WORK TO BE COMPLETED: Pull out the lines of the material below word for word, beginning at its start and stopping after the line that contains "positive clicks: (416, 144)". Leave the pictures out of your answer.

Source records
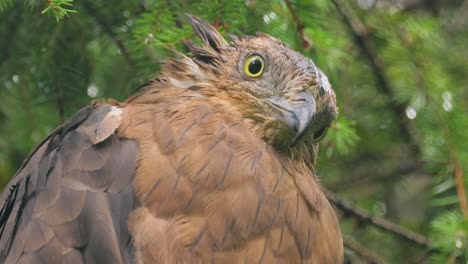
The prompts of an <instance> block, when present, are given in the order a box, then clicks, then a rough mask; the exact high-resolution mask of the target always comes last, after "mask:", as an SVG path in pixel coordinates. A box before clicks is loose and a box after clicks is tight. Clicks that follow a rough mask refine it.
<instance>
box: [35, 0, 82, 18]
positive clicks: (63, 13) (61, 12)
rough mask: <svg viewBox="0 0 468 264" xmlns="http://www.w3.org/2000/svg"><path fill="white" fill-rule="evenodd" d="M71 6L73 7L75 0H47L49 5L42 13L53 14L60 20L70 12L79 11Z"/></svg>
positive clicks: (66, 15)
mask: <svg viewBox="0 0 468 264" xmlns="http://www.w3.org/2000/svg"><path fill="white" fill-rule="evenodd" d="M71 7H73V0H47V7H46V8H44V10H42V14H51V15H52V16H53V17H55V20H57V22H58V21H60V20H61V19H62V18H64V17H66V16H68V15H70V13H76V12H77V11H76V10H73V9H71Z"/></svg>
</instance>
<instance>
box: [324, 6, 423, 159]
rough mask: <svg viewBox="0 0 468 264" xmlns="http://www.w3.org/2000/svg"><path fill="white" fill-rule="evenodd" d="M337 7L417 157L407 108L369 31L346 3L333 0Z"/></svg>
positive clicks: (416, 144) (419, 150) (415, 143)
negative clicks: (394, 86) (411, 131)
mask: <svg viewBox="0 0 468 264" xmlns="http://www.w3.org/2000/svg"><path fill="white" fill-rule="evenodd" d="M331 1H332V2H333V4H334V5H335V7H336V10H337V11H338V12H339V14H340V15H341V18H342V20H343V22H344V24H345V25H346V26H347V28H348V30H349V33H350V34H351V36H352V38H353V40H354V42H355V44H356V46H358V48H359V49H360V50H361V52H362V54H363V55H364V57H365V58H366V60H367V61H368V63H369V65H370V67H371V70H372V72H373V73H374V77H375V79H376V81H377V88H378V89H379V90H380V91H381V92H382V93H383V94H385V95H386V96H387V99H388V101H387V102H388V106H389V107H390V109H391V110H392V112H393V113H394V114H395V115H396V117H397V118H398V120H399V123H398V124H399V129H400V132H401V134H402V136H403V137H404V138H405V140H406V141H407V142H408V143H410V144H411V146H412V150H413V151H414V152H415V154H416V156H417V155H419V153H420V148H419V146H418V144H417V143H416V140H415V139H414V138H413V136H412V134H411V130H412V128H411V126H410V124H409V123H408V122H407V121H405V120H406V117H405V111H406V106H405V105H404V104H402V103H399V102H397V101H395V100H394V98H395V92H394V89H393V87H392V86H391V84H390V81H389V80H388V78H387V76H386V74H385V70H384V68H383V65H382V62H381V61H380V59H379V57H378V56H377V52H376V51H375V50H374V47H373V46H372V45H371V43H370V40H369V34H368V32H369V30H368V29H367V28H366V26H365V25H364V24H363V23H362V22H361V20H359V18H358V17H357V16H354V15H353V14H352V12H351V10H350V8H349V7H348V5H347V4H346V3H344V2H343V1H342V0H331Z"/></svg>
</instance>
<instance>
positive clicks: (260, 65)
mask: <svg viewBox="0 0 468 264" xmlns="http://www.w3.org/2000/svg"><path fill="white" fill-rule="evenodd" d="M261 70H262V62H261V61H260V60H259V59H258V58H254V59H252V61H251V62H250V63H249V72H250V73H251V74H257V73H259V72H260V71H261Z"/></svg>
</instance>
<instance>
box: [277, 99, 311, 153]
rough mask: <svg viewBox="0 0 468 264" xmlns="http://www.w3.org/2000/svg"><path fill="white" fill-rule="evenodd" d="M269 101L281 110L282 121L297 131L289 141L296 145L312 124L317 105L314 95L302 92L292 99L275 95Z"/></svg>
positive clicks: (293, 129) (290, 144)
mask: <svg viewBox="0 0 468 264" xmlns="http://www.w3.org/2000/svg"><path fill="white" fill-rule="evenodd" d="M269 101H270V102H271V103H272V104H273V105H274V106H275V107H276V108H277V109H278V110H279V112H280V114H281V116H280V119H281V121H282V122H283V123H284V124H286V126H288V127H289V128H290V129H292V130H293V131H295V132H296V135H295V136H294V138H293V140H292V141H291V143H289V147H290V148H291V147H294V146H295V145H296V144H297V142H298V141H299V140H300V139H301V138H302V136H304V134H305V133H306V131H307V130H308V129H309V127H310V126H311V124H312V121H313V118H314V115H315V112H316V107H317V106H316V102H315V99H314V97H313V96H312V95H311V94H310V93H307V92H300V93H298V94H297V95H296V96H295V97H294V98H292V99H290V100H286V99H284V98H279V97H276V96H275V97H273V98H271V99H270V100H269Z"/></svg>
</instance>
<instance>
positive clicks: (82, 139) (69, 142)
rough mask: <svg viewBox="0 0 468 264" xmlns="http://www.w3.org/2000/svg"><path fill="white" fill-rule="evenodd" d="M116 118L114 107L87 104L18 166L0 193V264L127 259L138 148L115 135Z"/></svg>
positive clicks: (116, 119) (120, 108) (131, 143)
mask: <svg viewBox="0 0 468 264" xmlns="http://www.w3.org/2000/svg"><path fill="white" fill-rule="evenodd" d="M121 119H122V108H121V107H120V106H118V105H109V104H94V105H90V106H87V107H85V108H83V109H82V110H80V111H79V112H78V113H77V114H75V116H74V117H73V118H71V119H70V121H68V122H66V123H65V124H64V125H62V126H60V127H58V128H57V129H56V130H55V131H54V132H52V133H51V134H50V135H49V136H48V137H47V138H46V139H45V140H44V141H43V142H42V143H40V144H39V145H38V147H37V148H36V149H35V150H34V151H33V152H32V153H31V154H30V156H29V157H28V158H27V159H26V160H25V161H24V163H23V165H22V167H21V168H20V169H19V170H18V172H17V174H16V175H15V176H14V178H13V179H12V180H11V181H10V183H9V184H8V185H7V186H6V187H5V189H4V191H3V193H2V195H1V200H0V210H1V211H0V260H1V261H0V262H2V263H3V261H6V262H7V263H16V261H20V262H21V261H26V260H29V261H33V262H34V261H39V260H42V261H45V262H48V261H50V260H52V259H55V260H62V261H65V262H67V259H69V258H72V259H74V260H75V261H79V260H80V259H81V260H82V261H86V260H87V259H88V260H91V259H93V260H96V259H99V258H100V257H102V258H108V259H109V260H113V261H115V262H117V263H118V262H122V261H123V260H124V259H128V257H129V256H127V255H125V253H122V254H121V251H122V252H126V251H125V250H122V249H124V248H125V244H126V243H127V240H128V237H129V236H128V232H126V231H125V230H126V223H125V221H123V219H124V218H123V217H125V216H124V215H125V214H128V213H129V212H130V211H131V210H132V209H133V208H134V206H135V204H134V202H135V201H134V200H133V197H134V195H133V187H132V186H131V184H130V182H131V180H132V178H133V175H134V172H135V167H136V158H137V144H136V142H135V141H134V140H126V139H122V138H118V137H117V135H116V133H115V131H116V129H117V127H118V126H119V125H120V123H121ZM111 208H119V210H111ZM96 212H99V214H100V217H101V219H100V221H101V223H99V221H94V220H93V219H94V218H95V213H96ZM120 215H121V216H120ZM119 219H121V220H119ZM106 225H107V226H108V227H105V226H106ZM111 226H114V228H115V229H121V230H124V231H123V232H119V233H118V234H116V233H115V232H114V231H113V230H114V228H111V229H109V227H111ZM95 235H101V236H103V237H105V238H108V240H106V241H104V240H101V239H98V240H96V239H93V237H94V236H95ZM93 241H94V242H93ZM96 250H98V251H99V250H100V251H101V252H97V251H96ZM101 260H103V259H101Z"/></svg>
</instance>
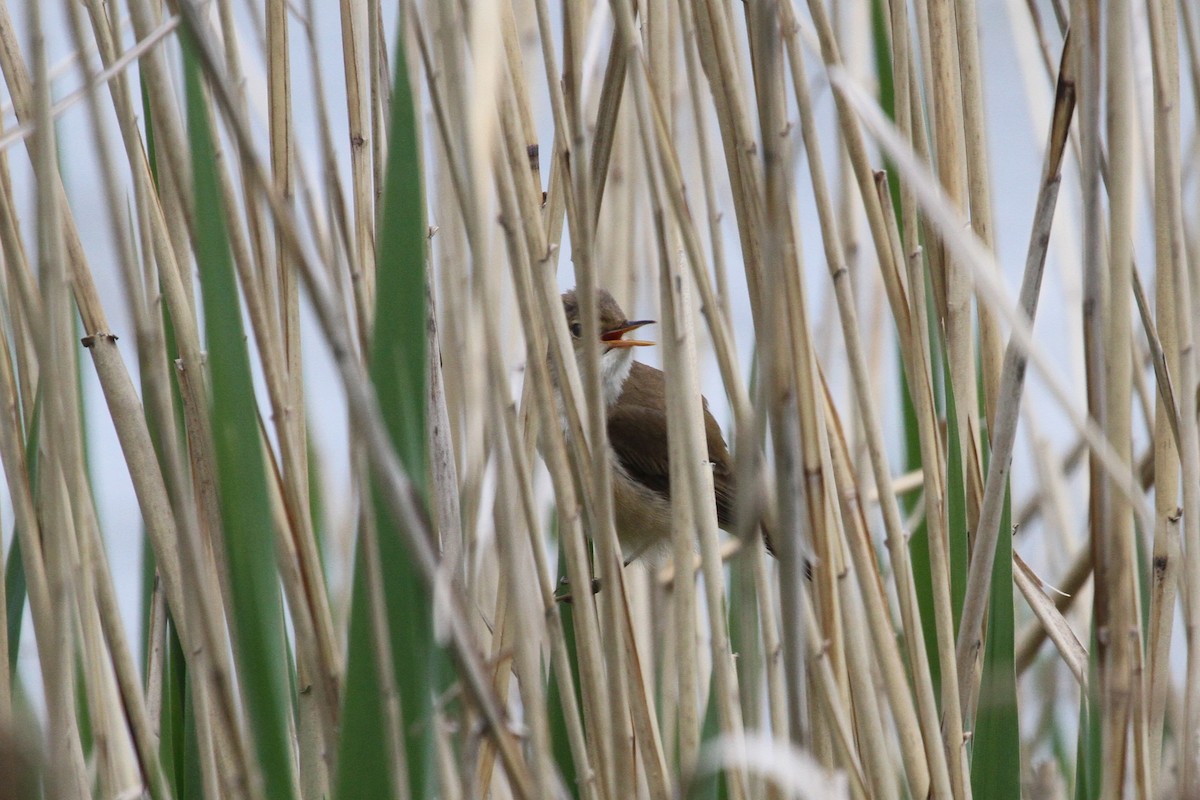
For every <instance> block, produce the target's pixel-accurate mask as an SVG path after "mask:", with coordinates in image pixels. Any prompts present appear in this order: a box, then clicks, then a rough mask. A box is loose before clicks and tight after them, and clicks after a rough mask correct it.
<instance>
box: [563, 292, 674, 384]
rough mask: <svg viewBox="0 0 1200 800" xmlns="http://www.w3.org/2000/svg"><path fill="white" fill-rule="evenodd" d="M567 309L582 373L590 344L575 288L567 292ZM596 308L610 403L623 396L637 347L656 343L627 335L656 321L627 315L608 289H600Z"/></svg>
mask: <svg viewBox="0 0 1200 800" xmlns="http://www.w3.org/2000/svg"><path fill="white" fill-rule="evenodd" d="M563 311H564V312H566V326H568V330H569V331H570V332H571V343H572V344H574V345H575V360H576V362H577V363H578V365H580V371H581V372H582V369H583V357H584V355H583V354H584V353H586V350H584V347H587V345H588V344H589V343H588V342H586V341H584V338H586V336H584V332H583V319H582V317H583V312H582V309H581V308H580V301H578V297H577V296H576V294H575V290H574V289H571V290H570V291H566V293H564V294H563ZM596 311H598V312H599V317H600V338H599V339H596V342H595V343H594V344H595V345H596V347H599V348H600V383H601V384H602V387H604V395H605V404H606V405H610V404H612V403H613V402H616V399H617V397H619V396H620V387H622V385H623V384H624V383H625V378H628V377H629V371H630V368H631V367H632V362H634V348H635V347H650V345H653V344H654V342H646V341H642V339H634V338H625V335H626V333H631V332H632V331H636V330H637V329H640V327H643V326H646V325H653V324H654V320H653V319H632V320H631V319H629V318H626V317H625V312H623V311H622V309H620V306H618V305H617V301H616V300H613V297H612V295H611V294H608V291H607V290H605V289H598V290H596Z"/></svg>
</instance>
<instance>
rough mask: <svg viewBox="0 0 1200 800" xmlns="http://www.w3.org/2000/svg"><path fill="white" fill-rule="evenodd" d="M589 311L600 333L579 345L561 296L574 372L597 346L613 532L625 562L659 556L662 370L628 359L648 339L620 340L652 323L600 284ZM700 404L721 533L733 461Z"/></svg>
mask: <svg viewBox="0 0 1200 800" xmlns="http://www.w3.org/2000/svg"><path fill="white" fill-rule="evenodd" d="M596 308H598V311H599V317H600V338H599V341H596V342H586V341H584V336H583V325H582V323H581V319H580V317H581V312H580V302H578V297H577V296H576V294H575V291H574V290H571V291H568V293H565V294H564V295H563V309H564V311H565V312H566V324H568V326H569V330H570V332H571V341H572V343H574V345H575V360H576V362H577V363H578V365H580V371H581V372H582V369H583V359H584V353H586V349H584V348H587V347H599V348H600V384H601V393H602V395H604V404H605V408H606V410H607V429H608V447H610V456H611V463H612V494H613V497H612V499H613V511H614V517H616V525H617V537H618V539H619V540H620V546H622V549H623V551H624V554H625V561H626V564H628V563H629V561H632V560H635V559H637V558H640V557H642V555H644V554H652V557H654V555H662V554H665V552H666V549H667V548H670V545H671V464H670V458H668V452H670V451H668V447H667V404H666V381H665V380H664V377H662V371H661V369H655V368H654V367H650V366H648V365H644V363H641V362H640V361H635V360H634V348H636V347H649V345H653V344H654V343H653V342H646V341H642V339H636V338H625V335H626V333H631V332H634V331H636V330H638V329H640V327H643V326H646V325H652V324H654V320H652V319H638V320H630V319H629V318H626V317H625V312H623V311H622V309H620V306H619V305H617V301H616V300H613V297H612V295H611V294H608V291H606V290H605V289H600V290H599V291H598V293H596ZM701 401H702V403H703V409H704V437H706V439H707V440H708V461H709V462H710V463H712V465H713V487H714V489H715V492H714V494H715V497H714V501H715V503H716V521H718V524H719V525H720V527H721V528H722V529H724V530H727V531H732V530H733V498H734V494H736V491H737V489H736V483H734V474H733V459H732V458H731V457H730V450H728V447H727V446H726V445H725V438H724V437H722V435H721V428H720V426H719V425H718V423H716V420H714V419H713V415H712V414H709V411H708V401H707V399H704V398H701ZM559 402H562V399H560V398H559ZM564 427H565V425H564Z"/></svg>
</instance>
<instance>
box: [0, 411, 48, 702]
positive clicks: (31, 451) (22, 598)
mask: <svg viewBox="0 0 1200 800" xmlns="http://www.w3.org/2000/svg"><path fill="white" fill-rule="evenodd" d="M41 420H42V392H41V390H38V391H37V396H36V398H35V399H34V419H32V421H31V422H30V426H29V431H26V433H25V437H26V438H25V471H26V473H28V474H29V491H30V493H31V494H32V495H34V497H37V480H38V474H40V470H38V468H37V464H38V458H37V453H38V450H37V443H38V439H40V431H41ZM4 579H5V625H6V630H7V634H8V652H7V654H5V655H6V656H7V657H8V674H10V675H12V676H13V680H16V679H17V654H18V652H19V651H20V628H22V626H23V625H22V622H23V620H24V614H25V600H26V593H28V587H26V584H25V561H24V560H23V559H22V558H20V534H19V533H18V531H17V529H16V528H13V531H12V547H10V548H8V563H7V565H5V575H4Z"/></svg>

REPLY:
The prompts of an <instance> block, when present, are given in the order a box, then clicks, then a rough mask; the exact high-resolution mask of the target always comes last, after "mask:", as an SVG path in pixel coordinates. A box before clicks is loose and a box after clicks is tight. Clicks that follow a rough mask refine it.
<instance>
box: [35, 0, 82, 18]
positive clicks: (63, 13) (61, 12)
rough mask: <svg viewBox="0 0 468 264" xmlns="http://www.w3.org/2000/svg"><path fill="white" fill-rule="evenodd" d="M71 6L73 7L75 0H47L49 5L42 13L53 14L60 20L70 12L79 11Z"/></svg>
positive clicks: (66, 15)
mask: <svg viewBox="0 0 468 264" xmlns="http://www.w3.org/2000/svg"><path fill="white" fill-rule="evenodd" d="M71 7H73V0H47V7H46V8H44V10H42V14H51V15H52V16H53V17H55V20H57V22H58V21H60V20H61V19H62V18H64V17H66V16H68V15H70V13H76V12H77V11H76V10H73V9H71Z"/></svg>
</instance>
<instance>
box: [324, 6, 423, 159]
rough mask: <svg viewBox="0 0 468 264" xmlns="http://www.w3.org/2000/svg"><path fill="white" fill-rule="evenodd" d="M337 7L417 157L407 108L369 31L346 3L333 0Z"/></svg>
positive clicks: (416, 144) (419, 150) (415, 143)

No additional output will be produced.